>>
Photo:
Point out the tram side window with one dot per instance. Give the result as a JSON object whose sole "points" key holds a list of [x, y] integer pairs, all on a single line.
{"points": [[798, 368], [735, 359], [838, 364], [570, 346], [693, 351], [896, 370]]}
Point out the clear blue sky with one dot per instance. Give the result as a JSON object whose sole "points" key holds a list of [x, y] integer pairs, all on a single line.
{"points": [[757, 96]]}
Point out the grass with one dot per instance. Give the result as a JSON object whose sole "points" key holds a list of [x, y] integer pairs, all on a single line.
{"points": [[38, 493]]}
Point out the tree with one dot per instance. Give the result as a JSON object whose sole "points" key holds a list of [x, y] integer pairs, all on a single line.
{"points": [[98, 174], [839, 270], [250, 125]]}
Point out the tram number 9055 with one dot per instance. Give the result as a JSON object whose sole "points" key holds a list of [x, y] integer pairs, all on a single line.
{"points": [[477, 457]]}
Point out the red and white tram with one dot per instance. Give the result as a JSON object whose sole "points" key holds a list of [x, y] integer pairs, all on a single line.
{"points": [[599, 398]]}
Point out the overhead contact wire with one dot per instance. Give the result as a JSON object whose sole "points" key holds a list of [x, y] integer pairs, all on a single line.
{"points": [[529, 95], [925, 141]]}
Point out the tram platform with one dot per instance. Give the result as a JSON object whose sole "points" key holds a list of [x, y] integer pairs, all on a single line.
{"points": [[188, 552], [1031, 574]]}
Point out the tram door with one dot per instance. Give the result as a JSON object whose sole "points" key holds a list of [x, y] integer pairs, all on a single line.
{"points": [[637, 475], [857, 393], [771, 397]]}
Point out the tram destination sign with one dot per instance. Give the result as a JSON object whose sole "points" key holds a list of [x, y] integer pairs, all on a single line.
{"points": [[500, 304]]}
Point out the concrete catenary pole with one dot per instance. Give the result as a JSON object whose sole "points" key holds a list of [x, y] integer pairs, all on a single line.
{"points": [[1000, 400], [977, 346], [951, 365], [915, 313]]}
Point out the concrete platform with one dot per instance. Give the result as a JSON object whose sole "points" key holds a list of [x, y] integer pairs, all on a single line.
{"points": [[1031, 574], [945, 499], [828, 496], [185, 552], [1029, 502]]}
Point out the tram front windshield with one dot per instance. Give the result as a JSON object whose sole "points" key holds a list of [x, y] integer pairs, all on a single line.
<<
*The task*
Each line in the material above must be retyped without alteration.

*Written answer*
Photo:
Point out the tram side window with one dot per instance. Give the result as a JSON object whose sole "points" key holds a list of [x, y] integer pairs, all on a single line.
{"points": [[798, 368], [735, 359], [838, 364], [570, 346], [693, 351], [896, 370]]}
Point out the clear blue sky with one dot per instance. Give the result as a JSON object whose sole "points" key holds a list of [x, y] integer pairs, all on a single line.
{"points": [[757, 96]]}
Point out the grass with one dot per instance. Give the result as a JSON object whose sole "points" key holds a list of [x, y] integer pairs, all on a single line.
{"points": [[38, 493]]}
Point out the tree with one dot per instance. Give the result as a JSON object whose sole "points" key holds a list of [x, y] integer pairs, all on a single line.
{"points": [[98, 174], [839, 270], [250, 125]]}
Point out the tram number 9055 with one dot per instance. Give the result as a JSON object whose sole "points" key holds a list of [x, y] integer pairs, all on a single line.
{"points": [[477, 457]]}
Point out the red and white tram with one dot per instance. Give the result as a JSON object whose sole "points" key holds a list of [x, y] integer pairs, all on a single line.
{"points": [[599, 398]]}
Point out the overhead contact wire with one dot per instance. Give the result as a JSON object whose sole "points" key holds a list of [x, y] integer pairs, all on a single line.
{"points": [[529, 95], [925, 141]]}
Point out the tram platform with one dot per instance. Give the result as a JSON object whose sole "points" key holds a list of [x, y] integer pairs, all on a single line.
{"points": [[188, 552], [1031, 574]]}
Point out the tram door with one dot per instance. Give the result as a JSON object whose sole "points" key holds a list of [x, y] integer pairs, all on a single line.
{"points": [[637, 475], [857, 393], [771, 397]]}
Point out the tram destination sign with one dot per instance. Give the result as a JSON object whose sole "points" key holds a list of [x, y] integer pairs, all on a single line.
{"points": [[500, 304]]}
Point out the concrete catenary pole with one dot per instance. Give the result as a JSON object whose sole "points" key holds a list of [x, y] integer pairs, all on a single line.
{"points": [[1000, 400], [977, 346], [951, 365], [915, 313]]}
Point out the concrete platform with one dot per instance. Give the result as a JSON object whose sole "points" key holds a list of [x, y] integer pairs, all on a single line.
{"points": [[1031, 574], [945, 499], [828, 496], [185, 552], [1029, 502]]}
Point out the tram front windshield with one dot per instance. Give the result as a JSON object whose sole "points" key holds a list of [x, y] integer pairs, all on a single line.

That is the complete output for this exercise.